[Excerpts from a pointing dataset]
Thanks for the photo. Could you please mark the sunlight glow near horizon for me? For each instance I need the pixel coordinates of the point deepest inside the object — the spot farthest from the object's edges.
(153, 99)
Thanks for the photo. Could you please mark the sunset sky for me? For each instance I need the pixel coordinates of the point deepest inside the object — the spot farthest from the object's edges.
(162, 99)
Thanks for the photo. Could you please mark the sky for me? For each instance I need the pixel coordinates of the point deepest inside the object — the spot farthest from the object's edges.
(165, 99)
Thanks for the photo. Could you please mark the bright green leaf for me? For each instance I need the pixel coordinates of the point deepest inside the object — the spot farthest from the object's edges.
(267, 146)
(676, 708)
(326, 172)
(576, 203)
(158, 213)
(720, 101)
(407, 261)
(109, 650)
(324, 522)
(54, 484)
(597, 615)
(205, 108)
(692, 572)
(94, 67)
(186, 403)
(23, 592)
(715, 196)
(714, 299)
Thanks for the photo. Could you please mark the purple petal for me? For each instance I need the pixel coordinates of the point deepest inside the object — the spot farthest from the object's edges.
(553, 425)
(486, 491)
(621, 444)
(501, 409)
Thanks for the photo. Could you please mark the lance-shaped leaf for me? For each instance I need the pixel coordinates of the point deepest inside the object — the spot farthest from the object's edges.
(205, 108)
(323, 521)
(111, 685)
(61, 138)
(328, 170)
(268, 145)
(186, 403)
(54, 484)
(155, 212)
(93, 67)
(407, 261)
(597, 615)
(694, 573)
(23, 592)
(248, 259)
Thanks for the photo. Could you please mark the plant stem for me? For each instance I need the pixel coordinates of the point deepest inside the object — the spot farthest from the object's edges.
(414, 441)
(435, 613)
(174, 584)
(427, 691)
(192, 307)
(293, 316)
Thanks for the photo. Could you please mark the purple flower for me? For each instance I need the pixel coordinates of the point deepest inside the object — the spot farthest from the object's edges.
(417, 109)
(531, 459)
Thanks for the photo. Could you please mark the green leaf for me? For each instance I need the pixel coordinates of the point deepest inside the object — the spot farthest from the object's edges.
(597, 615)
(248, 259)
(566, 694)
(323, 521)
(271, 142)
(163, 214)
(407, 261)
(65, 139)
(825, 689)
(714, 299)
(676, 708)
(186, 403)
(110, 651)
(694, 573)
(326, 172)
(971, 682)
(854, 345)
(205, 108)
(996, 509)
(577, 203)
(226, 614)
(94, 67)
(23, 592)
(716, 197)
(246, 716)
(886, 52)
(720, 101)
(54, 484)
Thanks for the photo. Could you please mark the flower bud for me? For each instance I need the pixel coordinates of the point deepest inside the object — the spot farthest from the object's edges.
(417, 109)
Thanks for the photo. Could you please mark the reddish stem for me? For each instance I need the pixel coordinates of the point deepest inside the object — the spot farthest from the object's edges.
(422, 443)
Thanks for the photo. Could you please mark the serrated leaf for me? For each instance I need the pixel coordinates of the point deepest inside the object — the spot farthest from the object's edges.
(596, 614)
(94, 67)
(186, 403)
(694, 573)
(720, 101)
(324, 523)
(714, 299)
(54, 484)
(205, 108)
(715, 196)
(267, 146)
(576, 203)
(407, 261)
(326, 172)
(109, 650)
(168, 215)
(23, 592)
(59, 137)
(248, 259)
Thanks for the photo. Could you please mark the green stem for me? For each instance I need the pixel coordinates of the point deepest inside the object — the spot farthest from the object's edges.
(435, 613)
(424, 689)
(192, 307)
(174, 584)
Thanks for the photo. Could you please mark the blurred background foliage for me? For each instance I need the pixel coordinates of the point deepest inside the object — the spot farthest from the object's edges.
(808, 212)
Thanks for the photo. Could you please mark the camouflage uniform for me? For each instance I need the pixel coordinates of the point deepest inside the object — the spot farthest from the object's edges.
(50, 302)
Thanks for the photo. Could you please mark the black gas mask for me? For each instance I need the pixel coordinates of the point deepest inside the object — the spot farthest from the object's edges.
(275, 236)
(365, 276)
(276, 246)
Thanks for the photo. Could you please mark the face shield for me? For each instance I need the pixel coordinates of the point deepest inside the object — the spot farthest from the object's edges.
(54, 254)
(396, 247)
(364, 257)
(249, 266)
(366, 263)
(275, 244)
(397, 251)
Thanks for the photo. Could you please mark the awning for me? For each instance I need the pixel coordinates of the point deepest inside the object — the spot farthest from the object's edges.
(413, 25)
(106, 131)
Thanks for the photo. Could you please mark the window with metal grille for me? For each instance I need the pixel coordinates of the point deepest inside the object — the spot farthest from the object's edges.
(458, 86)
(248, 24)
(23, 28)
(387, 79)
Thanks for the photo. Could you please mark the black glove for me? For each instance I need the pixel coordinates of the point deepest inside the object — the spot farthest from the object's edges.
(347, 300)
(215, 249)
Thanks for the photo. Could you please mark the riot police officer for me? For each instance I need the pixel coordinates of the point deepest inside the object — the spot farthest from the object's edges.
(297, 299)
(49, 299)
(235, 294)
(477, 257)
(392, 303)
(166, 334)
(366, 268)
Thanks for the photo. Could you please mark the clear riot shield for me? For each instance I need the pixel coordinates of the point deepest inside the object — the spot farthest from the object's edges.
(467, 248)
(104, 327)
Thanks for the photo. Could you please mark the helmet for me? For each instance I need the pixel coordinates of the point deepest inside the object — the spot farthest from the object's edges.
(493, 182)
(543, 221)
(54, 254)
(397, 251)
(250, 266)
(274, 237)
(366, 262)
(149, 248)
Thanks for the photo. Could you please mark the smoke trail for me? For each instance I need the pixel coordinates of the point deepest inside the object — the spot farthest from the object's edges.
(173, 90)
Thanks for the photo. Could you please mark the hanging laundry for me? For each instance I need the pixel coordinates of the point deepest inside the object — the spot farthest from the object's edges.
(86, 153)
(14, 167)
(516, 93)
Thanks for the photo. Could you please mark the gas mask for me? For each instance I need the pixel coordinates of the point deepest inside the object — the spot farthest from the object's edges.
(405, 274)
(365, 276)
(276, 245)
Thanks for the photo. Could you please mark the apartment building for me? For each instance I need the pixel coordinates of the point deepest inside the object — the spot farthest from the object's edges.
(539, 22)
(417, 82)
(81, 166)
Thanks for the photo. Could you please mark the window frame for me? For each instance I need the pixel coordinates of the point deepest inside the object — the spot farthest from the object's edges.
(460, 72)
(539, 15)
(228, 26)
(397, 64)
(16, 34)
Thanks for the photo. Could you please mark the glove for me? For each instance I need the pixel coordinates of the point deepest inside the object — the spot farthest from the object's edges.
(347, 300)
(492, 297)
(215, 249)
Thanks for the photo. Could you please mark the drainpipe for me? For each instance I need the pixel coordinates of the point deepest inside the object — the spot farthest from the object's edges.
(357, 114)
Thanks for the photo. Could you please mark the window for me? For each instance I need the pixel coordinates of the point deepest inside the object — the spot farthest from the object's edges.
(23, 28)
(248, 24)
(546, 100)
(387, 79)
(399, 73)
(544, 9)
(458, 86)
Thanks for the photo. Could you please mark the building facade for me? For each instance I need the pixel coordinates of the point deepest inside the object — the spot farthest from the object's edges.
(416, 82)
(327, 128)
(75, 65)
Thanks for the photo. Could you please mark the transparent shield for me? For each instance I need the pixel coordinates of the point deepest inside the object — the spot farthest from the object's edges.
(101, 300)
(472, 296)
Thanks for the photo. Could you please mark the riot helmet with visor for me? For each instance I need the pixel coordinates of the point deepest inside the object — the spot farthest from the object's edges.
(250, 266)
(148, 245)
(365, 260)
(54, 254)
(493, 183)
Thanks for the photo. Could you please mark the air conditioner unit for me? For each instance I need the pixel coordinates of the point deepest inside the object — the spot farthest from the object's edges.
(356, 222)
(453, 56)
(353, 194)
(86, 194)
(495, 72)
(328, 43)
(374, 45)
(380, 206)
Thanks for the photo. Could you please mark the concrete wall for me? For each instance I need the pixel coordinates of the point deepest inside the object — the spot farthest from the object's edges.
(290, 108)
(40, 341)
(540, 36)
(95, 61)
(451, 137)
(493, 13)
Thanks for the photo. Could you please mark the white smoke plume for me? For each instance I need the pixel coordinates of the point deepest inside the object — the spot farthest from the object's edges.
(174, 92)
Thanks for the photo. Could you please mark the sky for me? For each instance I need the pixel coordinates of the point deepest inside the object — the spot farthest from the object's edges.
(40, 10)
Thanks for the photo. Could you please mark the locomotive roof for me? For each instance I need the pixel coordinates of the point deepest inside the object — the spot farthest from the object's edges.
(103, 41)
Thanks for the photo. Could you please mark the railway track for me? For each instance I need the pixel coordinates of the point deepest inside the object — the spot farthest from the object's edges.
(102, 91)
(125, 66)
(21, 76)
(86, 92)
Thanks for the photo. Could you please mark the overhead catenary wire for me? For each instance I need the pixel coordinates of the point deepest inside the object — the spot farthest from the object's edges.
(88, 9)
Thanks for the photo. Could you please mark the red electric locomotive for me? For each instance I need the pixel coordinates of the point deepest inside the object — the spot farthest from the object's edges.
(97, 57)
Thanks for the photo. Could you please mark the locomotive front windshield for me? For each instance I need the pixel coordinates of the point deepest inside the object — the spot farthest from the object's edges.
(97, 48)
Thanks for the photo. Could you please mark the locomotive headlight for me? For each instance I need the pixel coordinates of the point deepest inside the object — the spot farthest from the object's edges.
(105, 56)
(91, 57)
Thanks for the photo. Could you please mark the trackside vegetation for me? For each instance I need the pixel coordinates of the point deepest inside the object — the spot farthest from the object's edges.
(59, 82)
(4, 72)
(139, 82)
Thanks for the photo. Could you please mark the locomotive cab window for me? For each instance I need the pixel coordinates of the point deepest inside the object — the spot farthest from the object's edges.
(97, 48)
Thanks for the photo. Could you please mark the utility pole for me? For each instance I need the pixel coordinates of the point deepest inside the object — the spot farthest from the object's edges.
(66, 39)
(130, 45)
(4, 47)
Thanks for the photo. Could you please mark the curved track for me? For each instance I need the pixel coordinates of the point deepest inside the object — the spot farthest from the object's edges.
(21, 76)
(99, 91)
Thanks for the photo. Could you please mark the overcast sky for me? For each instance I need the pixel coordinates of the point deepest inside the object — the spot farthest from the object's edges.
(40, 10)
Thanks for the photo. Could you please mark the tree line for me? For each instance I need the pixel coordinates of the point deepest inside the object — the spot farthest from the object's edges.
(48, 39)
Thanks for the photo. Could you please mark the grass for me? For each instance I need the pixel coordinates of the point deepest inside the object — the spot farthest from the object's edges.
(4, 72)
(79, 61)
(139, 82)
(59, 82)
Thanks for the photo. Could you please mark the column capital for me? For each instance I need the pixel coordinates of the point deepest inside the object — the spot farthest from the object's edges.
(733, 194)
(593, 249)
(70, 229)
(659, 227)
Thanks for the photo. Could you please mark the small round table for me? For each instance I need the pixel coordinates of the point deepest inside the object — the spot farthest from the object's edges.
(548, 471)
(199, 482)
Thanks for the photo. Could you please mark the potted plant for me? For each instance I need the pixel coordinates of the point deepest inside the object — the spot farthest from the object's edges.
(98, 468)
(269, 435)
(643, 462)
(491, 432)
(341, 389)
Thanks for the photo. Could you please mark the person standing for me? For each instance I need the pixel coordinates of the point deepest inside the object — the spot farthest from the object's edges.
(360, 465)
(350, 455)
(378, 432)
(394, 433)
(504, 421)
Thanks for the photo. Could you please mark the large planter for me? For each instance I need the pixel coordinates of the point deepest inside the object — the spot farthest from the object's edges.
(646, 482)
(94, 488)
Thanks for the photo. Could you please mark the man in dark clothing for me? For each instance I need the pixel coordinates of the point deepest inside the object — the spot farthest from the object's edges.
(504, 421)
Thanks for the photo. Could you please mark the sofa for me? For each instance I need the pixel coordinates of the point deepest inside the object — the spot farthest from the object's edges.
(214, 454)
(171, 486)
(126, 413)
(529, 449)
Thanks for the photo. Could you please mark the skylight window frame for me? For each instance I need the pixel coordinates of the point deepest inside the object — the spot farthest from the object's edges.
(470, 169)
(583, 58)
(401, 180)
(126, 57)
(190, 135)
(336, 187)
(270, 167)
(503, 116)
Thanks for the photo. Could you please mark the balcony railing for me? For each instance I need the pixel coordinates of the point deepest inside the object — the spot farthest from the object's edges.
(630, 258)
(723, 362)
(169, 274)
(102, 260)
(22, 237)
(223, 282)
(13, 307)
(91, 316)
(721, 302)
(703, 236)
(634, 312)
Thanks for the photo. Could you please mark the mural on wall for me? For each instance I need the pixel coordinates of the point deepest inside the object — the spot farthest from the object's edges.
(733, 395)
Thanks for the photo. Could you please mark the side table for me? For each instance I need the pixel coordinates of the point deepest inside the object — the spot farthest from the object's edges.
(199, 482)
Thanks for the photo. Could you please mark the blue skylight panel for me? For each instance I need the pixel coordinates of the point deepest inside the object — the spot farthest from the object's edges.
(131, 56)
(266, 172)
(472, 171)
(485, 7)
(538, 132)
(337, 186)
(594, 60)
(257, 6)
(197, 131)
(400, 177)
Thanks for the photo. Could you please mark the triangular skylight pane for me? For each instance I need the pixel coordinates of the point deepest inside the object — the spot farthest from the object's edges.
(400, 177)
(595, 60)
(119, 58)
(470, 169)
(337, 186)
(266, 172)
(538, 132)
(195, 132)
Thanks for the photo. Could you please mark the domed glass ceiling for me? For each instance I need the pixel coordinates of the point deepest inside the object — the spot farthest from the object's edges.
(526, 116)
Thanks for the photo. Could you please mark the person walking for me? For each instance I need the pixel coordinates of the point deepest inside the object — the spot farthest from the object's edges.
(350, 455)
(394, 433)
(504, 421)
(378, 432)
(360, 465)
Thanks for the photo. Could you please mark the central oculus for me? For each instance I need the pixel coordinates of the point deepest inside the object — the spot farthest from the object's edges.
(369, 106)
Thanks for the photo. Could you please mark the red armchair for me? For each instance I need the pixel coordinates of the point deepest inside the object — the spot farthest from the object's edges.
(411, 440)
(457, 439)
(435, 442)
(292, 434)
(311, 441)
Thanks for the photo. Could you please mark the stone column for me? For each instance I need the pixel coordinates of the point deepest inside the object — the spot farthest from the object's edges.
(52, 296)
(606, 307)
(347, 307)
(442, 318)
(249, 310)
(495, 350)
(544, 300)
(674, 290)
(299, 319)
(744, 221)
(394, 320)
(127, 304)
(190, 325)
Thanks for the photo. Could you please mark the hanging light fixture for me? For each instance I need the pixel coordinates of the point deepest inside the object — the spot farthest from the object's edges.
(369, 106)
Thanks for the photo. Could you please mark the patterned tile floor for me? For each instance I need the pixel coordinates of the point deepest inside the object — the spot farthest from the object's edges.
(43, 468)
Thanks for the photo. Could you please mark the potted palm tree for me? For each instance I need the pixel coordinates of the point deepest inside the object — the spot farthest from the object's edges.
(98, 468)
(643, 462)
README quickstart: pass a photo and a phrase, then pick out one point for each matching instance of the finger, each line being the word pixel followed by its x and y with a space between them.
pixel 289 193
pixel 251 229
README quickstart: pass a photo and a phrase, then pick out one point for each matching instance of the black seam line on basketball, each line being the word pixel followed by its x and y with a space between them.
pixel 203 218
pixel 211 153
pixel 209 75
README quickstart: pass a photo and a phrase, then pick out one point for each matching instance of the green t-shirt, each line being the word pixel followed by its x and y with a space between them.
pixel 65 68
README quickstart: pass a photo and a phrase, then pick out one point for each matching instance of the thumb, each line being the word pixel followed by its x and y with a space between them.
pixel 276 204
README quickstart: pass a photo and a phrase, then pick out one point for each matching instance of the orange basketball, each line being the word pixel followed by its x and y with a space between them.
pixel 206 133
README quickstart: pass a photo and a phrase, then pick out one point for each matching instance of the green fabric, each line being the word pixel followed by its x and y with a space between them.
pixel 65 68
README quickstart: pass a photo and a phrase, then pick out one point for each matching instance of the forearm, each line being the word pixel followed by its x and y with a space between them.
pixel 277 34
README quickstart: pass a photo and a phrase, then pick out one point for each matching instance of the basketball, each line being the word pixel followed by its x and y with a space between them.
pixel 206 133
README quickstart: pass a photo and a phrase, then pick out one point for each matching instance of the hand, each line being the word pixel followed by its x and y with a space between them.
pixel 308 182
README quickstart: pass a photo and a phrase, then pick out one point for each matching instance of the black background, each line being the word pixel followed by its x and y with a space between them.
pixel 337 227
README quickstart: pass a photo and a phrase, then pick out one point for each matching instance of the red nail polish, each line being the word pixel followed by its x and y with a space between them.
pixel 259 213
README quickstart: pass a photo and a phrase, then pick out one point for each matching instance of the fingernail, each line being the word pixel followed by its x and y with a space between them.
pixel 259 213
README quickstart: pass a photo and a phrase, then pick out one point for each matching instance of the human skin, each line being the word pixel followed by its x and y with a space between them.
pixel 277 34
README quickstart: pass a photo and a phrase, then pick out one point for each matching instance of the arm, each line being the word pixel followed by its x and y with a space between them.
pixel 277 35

**Task:** Begin at the line that has "black background, each" and go through the end of the data. Repeat those lines with "phrase" replaced by "caption" and nothing else changed.

**The solution:**
README quickstart: pass a photo and a caption, then pick out one point for each matching instance of the black background, each line being the word pixel followed by its x and y with a space between them.
pixel 337 227
README quickstart: pass a photo and a caption, then pick out one point for each matching instance of the red nail polish, each line being the word pixel followed by its x and y with a space between them.
pixel 259 213
README quickstart: pass a photo and a caption, then pick out one point for each matching instance of the fingernail, each line being the word pixel followed by its x and y with a space between them.
pixel 259 213
README quickstart: pass a photo and a caption, then pick out one point for each matching instance of the human skin, each line being the word pixel followed by its x and y with a space between them.
pixel 277 34
README quickstart: pass a photo and a caption, then pick out one point for each matching instance of the arm, each line being the word pixel followed by its x and y with a space between them.
pixel 277 35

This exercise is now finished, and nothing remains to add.